#### EXERCISE OBJECTIVE:
Locate every line in the data below that contains the string "segment", and copy each of those lines. Case counts.

***** DATA SUPPLIED

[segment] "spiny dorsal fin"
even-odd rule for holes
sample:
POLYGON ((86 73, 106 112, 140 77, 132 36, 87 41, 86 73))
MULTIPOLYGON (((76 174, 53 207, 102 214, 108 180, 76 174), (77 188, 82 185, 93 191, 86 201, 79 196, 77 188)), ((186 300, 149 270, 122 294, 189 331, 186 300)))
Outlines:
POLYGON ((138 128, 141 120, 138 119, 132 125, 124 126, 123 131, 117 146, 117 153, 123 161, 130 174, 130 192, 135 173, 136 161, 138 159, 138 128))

**********
***** DATA SUPPLIED

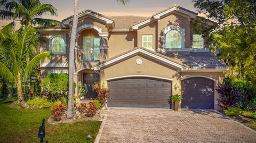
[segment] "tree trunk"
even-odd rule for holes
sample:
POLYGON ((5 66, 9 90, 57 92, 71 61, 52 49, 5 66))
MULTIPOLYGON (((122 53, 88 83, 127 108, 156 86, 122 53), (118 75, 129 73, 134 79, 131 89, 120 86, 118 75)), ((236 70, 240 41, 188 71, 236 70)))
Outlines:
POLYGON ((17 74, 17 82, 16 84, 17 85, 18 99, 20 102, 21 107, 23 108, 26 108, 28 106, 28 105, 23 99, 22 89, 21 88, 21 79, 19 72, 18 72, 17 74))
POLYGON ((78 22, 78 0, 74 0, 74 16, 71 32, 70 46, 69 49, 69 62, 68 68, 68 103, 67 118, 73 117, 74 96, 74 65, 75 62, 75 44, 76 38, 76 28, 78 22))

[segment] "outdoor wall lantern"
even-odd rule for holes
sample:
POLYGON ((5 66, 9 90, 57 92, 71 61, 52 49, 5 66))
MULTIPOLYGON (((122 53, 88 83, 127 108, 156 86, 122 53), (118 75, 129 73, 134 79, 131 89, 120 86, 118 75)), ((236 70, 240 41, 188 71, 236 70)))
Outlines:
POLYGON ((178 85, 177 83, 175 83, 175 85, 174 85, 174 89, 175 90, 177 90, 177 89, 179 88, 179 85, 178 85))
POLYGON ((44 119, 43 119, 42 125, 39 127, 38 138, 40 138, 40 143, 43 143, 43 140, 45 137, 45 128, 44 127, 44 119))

**********

#### WRITTEN REPLY:
[segment] "spiny dorsal fin"
[segment] "tree trunk"
[segment] "outdoor wall lantern"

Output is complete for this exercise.